CHALLENGE → Rewrite the records below so that each "one marker per instance" becomes "one mark per item" and nothing else changes. Omit the pictures.

================

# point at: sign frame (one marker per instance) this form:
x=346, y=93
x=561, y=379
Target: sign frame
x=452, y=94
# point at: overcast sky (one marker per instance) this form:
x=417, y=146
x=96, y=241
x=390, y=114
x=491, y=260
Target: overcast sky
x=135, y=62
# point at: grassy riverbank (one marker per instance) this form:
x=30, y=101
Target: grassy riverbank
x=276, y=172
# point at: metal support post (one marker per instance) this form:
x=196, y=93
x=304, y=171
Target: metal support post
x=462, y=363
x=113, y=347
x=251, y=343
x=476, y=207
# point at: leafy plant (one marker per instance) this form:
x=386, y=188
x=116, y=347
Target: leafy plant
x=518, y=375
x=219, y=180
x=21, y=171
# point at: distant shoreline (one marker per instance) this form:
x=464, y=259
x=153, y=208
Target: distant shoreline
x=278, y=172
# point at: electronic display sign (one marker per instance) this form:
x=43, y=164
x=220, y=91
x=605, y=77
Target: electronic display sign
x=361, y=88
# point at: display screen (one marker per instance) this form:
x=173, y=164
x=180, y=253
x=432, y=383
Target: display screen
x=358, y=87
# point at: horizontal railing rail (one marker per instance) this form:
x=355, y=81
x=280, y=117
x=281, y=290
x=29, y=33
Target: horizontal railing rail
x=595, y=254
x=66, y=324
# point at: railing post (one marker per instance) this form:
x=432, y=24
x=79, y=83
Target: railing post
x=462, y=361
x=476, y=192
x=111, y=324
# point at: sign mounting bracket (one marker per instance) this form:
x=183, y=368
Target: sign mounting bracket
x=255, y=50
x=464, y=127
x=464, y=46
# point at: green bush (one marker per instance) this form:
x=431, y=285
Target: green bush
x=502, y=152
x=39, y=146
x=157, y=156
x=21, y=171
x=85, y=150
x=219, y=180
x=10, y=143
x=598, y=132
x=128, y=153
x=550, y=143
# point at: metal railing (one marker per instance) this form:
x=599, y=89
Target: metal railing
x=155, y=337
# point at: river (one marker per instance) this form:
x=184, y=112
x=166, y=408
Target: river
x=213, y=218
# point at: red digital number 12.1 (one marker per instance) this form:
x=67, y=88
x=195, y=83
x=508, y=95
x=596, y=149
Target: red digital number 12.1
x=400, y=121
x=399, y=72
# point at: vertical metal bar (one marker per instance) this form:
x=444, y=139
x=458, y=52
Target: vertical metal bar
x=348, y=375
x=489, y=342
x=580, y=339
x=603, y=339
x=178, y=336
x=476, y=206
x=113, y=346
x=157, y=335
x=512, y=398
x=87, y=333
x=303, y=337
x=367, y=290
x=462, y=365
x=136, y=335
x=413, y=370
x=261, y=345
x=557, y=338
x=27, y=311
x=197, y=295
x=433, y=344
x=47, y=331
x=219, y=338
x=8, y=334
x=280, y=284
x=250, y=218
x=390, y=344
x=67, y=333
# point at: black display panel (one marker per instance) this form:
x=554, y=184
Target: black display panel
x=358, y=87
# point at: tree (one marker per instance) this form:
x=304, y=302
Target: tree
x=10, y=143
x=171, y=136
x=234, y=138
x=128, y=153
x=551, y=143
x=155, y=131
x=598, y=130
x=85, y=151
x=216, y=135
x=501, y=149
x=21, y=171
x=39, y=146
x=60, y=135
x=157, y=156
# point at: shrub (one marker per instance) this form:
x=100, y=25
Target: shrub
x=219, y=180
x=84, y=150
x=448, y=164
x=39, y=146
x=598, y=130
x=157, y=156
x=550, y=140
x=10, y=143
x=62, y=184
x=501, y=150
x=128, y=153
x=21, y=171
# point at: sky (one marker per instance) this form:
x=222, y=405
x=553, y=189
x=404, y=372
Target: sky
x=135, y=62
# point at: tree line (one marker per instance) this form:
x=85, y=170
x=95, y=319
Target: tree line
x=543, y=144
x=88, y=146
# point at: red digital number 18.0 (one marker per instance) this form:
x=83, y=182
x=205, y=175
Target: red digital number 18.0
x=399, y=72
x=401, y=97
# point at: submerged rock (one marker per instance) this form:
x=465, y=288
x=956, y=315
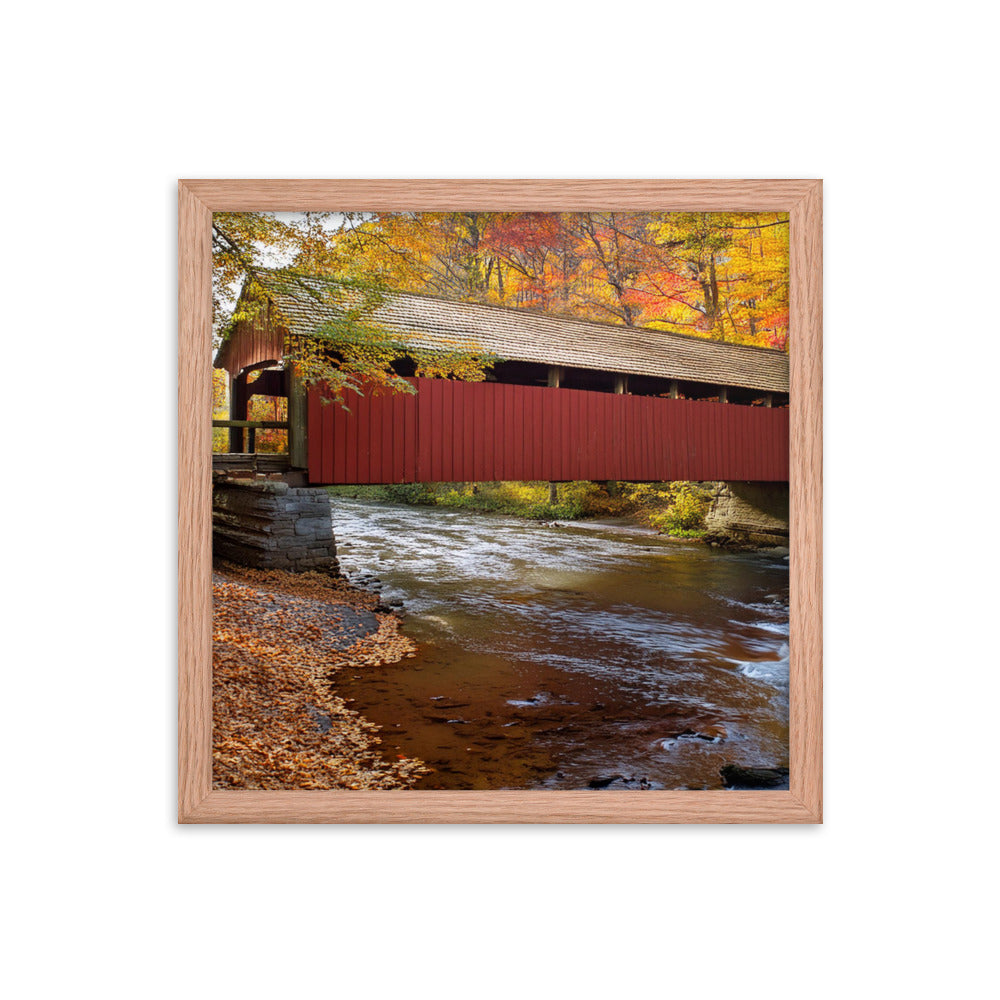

================

SOLUTION TO THE PROBLEM →
# point at: sign frame (one mark per item) this form:
x=346, y=93
x=561, y=379
Target: sign frame
x=452, y=94
# point at: overcast sky (one mark per item) this form:
x=417, y=146
x=96, y=241
x=390, y=114
x=491, y=260
Target: overcast sky
x=135, y=62
# point at: grassy riverbank (one mark per item) this form:
x=30, y=101
Target: grassy riverbank
x=276, y=172
# point at: metal support post (one mark per item) this form:
x=196, y=93
x=304, y=171
Target: metal support post
x=462, y=363
x=113, y=347
x=251, y=343
x=476, y=207
# point at: leafy plant (one mark per item) this form:
x=386, y=188
x=116, y=347
Target: leafy plant
x=518, y=375
x=219, y=180
x=21, y=171
# point at: distant shoreline (one mark per item) this form:
x=464, y=259
x=153, y=208
Target: distant shoreline
x=278, y=172
# point at: electronic display sign (one mark per item) this form:
x=43, y=164
x=220, y=91
x=605, y=77
Target: electronic display sign
x=361, y=88
# point at: display screen (one mark per item) this form:
x=173, y=164
x=180, y=253
x=432, y=383
Target: display screen
x=358, y=87
# point at: horizontal railing rail (one mark per item) this form:
x=355, y=81
x=280, y=117
x=281, y=290
x=29, y=33
Target: horizontal railing rail
x=595, y=254
x=66, y=324
# point at: railing post (one mark per item) this form:
x=432, y=24
x=79, y=83
Target: railing post
x=462, y=361
x=476, y=192
x=111, y=324
# point at: sign mounting bracket (one mark per item) this form:
x=183, y=368
Target: sign mounting bracket
x=255, y=50
x=464, y=127
x=464, y=46
# point at: green bush (one mark per item) this form:
x=431, y=285
Target: green bush
x=502, y=152
x=39, y=146
x=157, y=156
x=21, y=171
x=85, y=150
x=219, y=180
x=10, y=143
x=598, y=132
x=128, y=153
x=550, y=143
# point at: metal railing (one mark per item) this form:
x=599, y=89
Target: metal railing
x=155, y=337
# point at: river (one mark per item) this form:
x=184, y=112
x=166, y=408
Target: river
x=213, y=218
# point at: red digital number 12.1 (one mark per item) this form:
x=67, y=88
x=195, y=83
x=508, y=95
x=596, y=149
Target: red digital number 12.1
x=400, y=121
x=399, y=72
# point at: vertical metal bar (one mark per item) this form:
x=444, y=139
x=458, y=52
Target: vertical metal bar
x=348, y=375
x=489, y=342
x=580, y=339
x=603, y=339
x=178, y=336
x=476, y=206
x=113, y=346
x=157, y=335
x=512, y=398
x=87, y=333
x=303, y=337
x=367, y=290
x=462, y=365
x=136, y=335
x=413, y=370
x=261, y=345
x=557, y=338
x=27, y=311
x=197, y=295
x=433, y=344
x=47, y=331
x=219, y=338
x=8, y=334
x=280, y=284
x=250, y=218
x=390, y=344
x=67, y=333
# point at: black display panel (one mark per item) this form:
x=554, y=184
Target: black display panel
x=358, y=87
# point at: tree (one mark per item) this form:
x=304, y=302
Target: tree
x=10, y=143
x=171, y=136
x=234, y=138
x=128, y=153
x=551, y=143
x=155, y=131
x=598, y=130
x=85, y=151
x=216, y=135
x=501, y=149
x=21, y=171
x=39, y=146
x=60, y=135
x=157, y=156
# point at: shrub (one mark per item) this form:
x=100, y=25
Target: shrub
x=219, y=180
x=84, y=150
x=448, y=164
x=39, y=146
x=598, y=130
x=157, y=156
x=550, y=140
x=10, y=143
x=62, y=184
x=501, y=150
x=128, y=153
x=21, y=171
# point at: sky (one mark per item) this form:
x=222, y=405
x=553, y=189
x=404, y=372
Target: sky
x=135, y=62
# point at: tree line (one mark per item) this form:
x=85, y=170
x=95, y=319
Target: tree line
x=543, y=144
x=88, y=146
# point at: red digital number 18.0 (one mark per item) this form:
x=83, y=182
x=205, y=175
Target: red digital number 18.0
x=399, y=72
x=401, y=97
# point at: submerged rock (one mark per item) this form:
x=465, y=288
x=956, y=315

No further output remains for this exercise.